◆ **Exercise directions**: Recast every line of the listing below as a Markdown table with two columns, No. and Line, giving each line its own numbered row and leaving out blank lines.

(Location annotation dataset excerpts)
>>
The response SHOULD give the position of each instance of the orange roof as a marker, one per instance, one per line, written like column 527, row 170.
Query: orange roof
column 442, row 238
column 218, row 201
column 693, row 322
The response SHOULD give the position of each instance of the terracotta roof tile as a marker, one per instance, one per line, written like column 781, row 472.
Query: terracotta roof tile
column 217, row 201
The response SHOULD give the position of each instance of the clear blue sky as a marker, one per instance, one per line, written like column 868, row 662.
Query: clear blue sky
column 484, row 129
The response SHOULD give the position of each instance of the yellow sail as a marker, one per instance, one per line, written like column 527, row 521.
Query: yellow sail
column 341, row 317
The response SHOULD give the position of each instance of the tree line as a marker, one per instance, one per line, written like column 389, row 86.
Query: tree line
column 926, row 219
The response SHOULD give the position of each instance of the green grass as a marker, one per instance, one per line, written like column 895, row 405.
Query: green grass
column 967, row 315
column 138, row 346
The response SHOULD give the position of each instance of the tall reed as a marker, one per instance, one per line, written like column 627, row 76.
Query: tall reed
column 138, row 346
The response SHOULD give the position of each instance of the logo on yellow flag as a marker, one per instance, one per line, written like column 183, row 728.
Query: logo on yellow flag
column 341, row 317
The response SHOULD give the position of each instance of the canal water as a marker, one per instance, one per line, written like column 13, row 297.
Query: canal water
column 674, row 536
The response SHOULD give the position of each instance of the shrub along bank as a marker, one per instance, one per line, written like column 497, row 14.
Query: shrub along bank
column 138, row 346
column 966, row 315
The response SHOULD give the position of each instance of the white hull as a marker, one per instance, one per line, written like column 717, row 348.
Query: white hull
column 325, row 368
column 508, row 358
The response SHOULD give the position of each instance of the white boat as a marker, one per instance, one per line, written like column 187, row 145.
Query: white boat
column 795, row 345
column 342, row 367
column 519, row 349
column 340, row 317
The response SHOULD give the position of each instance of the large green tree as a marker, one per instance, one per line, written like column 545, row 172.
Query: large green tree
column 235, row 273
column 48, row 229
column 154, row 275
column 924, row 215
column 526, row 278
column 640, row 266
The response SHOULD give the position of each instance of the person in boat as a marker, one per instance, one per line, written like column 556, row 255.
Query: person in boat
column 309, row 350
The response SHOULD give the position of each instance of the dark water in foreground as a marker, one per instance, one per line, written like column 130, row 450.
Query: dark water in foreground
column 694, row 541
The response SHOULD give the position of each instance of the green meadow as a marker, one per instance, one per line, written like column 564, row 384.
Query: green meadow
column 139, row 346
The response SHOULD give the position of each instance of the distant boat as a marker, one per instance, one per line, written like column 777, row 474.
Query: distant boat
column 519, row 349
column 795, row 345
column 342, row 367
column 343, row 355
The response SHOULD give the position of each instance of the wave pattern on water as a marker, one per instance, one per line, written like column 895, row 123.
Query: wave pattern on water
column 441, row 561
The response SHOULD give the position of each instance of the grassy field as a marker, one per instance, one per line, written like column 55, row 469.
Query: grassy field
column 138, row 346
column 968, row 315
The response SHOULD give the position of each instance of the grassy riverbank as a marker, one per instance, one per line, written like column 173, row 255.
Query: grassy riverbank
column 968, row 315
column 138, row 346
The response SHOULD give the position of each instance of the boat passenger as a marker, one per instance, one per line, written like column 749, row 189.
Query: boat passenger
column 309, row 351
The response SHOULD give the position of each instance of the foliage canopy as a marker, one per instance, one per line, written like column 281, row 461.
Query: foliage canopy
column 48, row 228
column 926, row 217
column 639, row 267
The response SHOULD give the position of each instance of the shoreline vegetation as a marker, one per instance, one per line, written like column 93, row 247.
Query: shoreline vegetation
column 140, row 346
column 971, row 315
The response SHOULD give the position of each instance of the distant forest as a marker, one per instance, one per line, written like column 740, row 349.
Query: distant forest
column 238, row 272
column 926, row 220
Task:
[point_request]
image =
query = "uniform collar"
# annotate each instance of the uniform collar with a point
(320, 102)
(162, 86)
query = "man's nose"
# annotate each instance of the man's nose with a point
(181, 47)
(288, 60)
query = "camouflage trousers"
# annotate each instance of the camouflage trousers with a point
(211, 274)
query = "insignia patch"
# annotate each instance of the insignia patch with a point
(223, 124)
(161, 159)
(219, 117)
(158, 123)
<<
◆ **Expected answer**:
| No. | Line |
|---|---|
| 1 | The response SHOULD give the position of each instance of the orange roof as a marker, one per instance, one per line, written like column 527, row 170. |
| 2 | Query: orange roof |
| 3 | column 442, row 238 |
| 4 | column 218, row 201 |
| 5 | column 693, row 322 |
| 6 | The response SHOULD give the position of each instance of the terracotta roof tile as a marker, one per instance, one per line, written like column 781, row 472. |
| 7 | Query: terracotta roof tile |
| 8 | column 217, row 201 |
| 9 | The response SHOULD give the position of each instance of the clear blue sky as a marker, one per instance, one per line, written like column 868, row 662. |
| 10 | Query: clear blue sky |
| 11 | column 484, row 129 |
| 12 | The response SHOULD give the position of each instance of the yellow sail as a marker, one per instance, one per line, written like column 527, row 521. |
| 13 | Query: yellow sail |
| 14 | column 341, row 317 |
| 15 | The response SHOULD give the position of each instance of the tree line as a marker, one per instance, one per line, written like column 389, row 86. |
| 16 | Query: tree line |
| 17 | column 926, row 219 |
| 18 | The response SHOULD give the position of each instance of the green grass as a marker, one per instance, one per line, written like column 895, row 405. |
| 19 | Query: green grass |
| 20 | column 967, row 315 |
| 21 | column 138, row 346 |
| 22 | The response SHOULD give the position of each instance of the tall reed as a marker, one per instance, one per line, written like column 627, row 76. |
| 23 | Query: tall reed |
| 24 | column 138, row 346 |
| 25 | The response SHOULD give the position of each instance of the logo on yellow flag as a marker, one per instance, one per line, written like column 183, row 728. |
| 26 | Query: logo on yellow flag |
| 27 | column 341, row 317 |
| 28 | The response SHOULD give the position of each instance of the canal water as a marker, one per instance, one per line, written like column 13, row 297. |
| 29 | Query: canal water |
| 30 | column 674, row 536 |
| 31 | The response SHOULD give the position of each instance of the shrub along bank as a marker, one per instance, one per line, written like column 497, row 14. |
| 32 | Query: shrub along bank |
| 33 | column 138, row 346 |
| 34 | column 966, row 315 |
| 35 | The response SHOULD give the position of each instance of the white hull as a marker, one per instance, one per line, written like column 717, row 348. |
| 36 | Query: white hull |
| 37 | column 325, row 368 |
| 38 | column 508, row 358 |
| 39 | The response SHOULD give the position of each instance of the white boat as a marker, one per instance, one per line, written like column 187, row 145. |
| 40 | Query: white boat |
| 41 | column 795, row 345 |
| 42 | column 342, row 367 |
| 43 | column 519, row 349 |
| 44 | column 340, row 317 |
| 45 | The response SHOULD give the position of each instance of the large green tree as a marker, one per instance, one per line, written like column 545, row 172. |
| 46 | Query: large green tree |
| 47 | column 235, row 273 |
| 48 | column 48, row 229 |
| 49 | column 154, row 275 |
| 50 | column 924, row 215 |
| 51 | column 526, row 278 |
| 52 | column 640, row 266 |
| 53 | The response SHOULD give the position of each instance of the person in boat as a marker, one per instance, one per line, written like column 556, row 255. |
| 54 | Query: person in boat |
| 55 | column 309, row 350 |
| 56 | The response SHOULD give the position of each instance of the dark water in foreground as a marker, one per instance, one per line, written like column 130, row 450. |
| 57 | Query: dark water in foreground |
| 58 | column 694, row 541 |
| 59 | The response SHOULD give the position of each instance of the green meadow as a marker, one per instance, one per line, written like column 564, row 384. |
| 60 | Query: green meadow |
| 61 | column 139, row 346 |
| 62 | The response SHOULD give the position of each instance of the distant boat as a marker, one per instance, one per line, written like column 777, row 474. |
| 63 | Query: distant boat |
| 64 | column 519, row 349 |
| 65 | column 795, row 345 |
| 66 | column 342, row 367 |
| 67 | column 343, row 355 |
| 68 | The response SHOULD give the position of each instance of the wave pattern on water as a marker, one per instance, one per line, written like column 895, row 123. |
| 69 | Query: wave pattern on water |
| 70 | column 441, row 561 |
| 71 | The response SHOULD give the position of each instance of the grassy field as a marker, one per instance, one per line, written like column 55, row 469. |
| 72 | Query: grassy field |
| 73 | column 138, row 346 |
| 74 | column 968, row 315 |
| 75 | The response SHOULD give the position of each instance of the grassy riverbank as a marker, one per instance, one per line, written like column 173, row 255. |
| 76 | Query: grassy riverbank |
| 77 | column 968, row 315 |
| 78 | column 138, row 346 |
| 79 | The response SHOULD give the position of each instance of the boat passenger as a marker, one per instance, one per line, written like column 749, row 189. |
| 80 | Query: boat passenger |
| 81 | column 309, row 351 |
| 82 | The response SHOULD give the position of each instance of the foliage canopy as a marker, one per instance, one per line, written like column 281, row 461. |
| 83 | Query: foliage canopy |
| 84 | column 48, row 228 |
| 85 | column 926, row 217 |
| 86 | column 639, row 267 |
| 87 | The response SHOULD give the position of each instance of the shoreline vegetation as a marker, one per instance, one per line, written like column 93, row 247. |
| 88 | Query: shoreline vegetation |
| 89 | column 140, row 346 |
| 90 | column 971, row 315 |
| 91 | The response SHOULD give the position of each instance of the distant forest as a marker, one per instance, one per line, written like column 740, row 349. |
| 92 | Query: distant forest |
| 93 | column 238, row 272 |
| 94 | column 926, row 220 |
| 95 | Task: |
| 96 | [point_request] |
| 97 | image = |
| 98 | query = "uniform collar" |
| 99 | # annotate each instance of the uniform collar with a point |
| 100 | (320, 102) |
| 101 | (162, 86) |
| 102 | query = "man's nose" |
| 103 | # annotate each instance of the man's nose with a point |
| 104 | (181, 47) |
| 105 | (288, 60) |
| 106 | query = "camouflage trousers" |
| 107 | # annotate each instance of the camouflage trousers with a point |
| 108 | (211, 274) |
| 109 | query = "insignia patch" |
| 110 | # annotate each instance of the insignia patch with a point |
| 111 | (223, 124) |
| 112 | (161, 159) |
| 113 | (219, 117) |
| 114 | (158, 123) |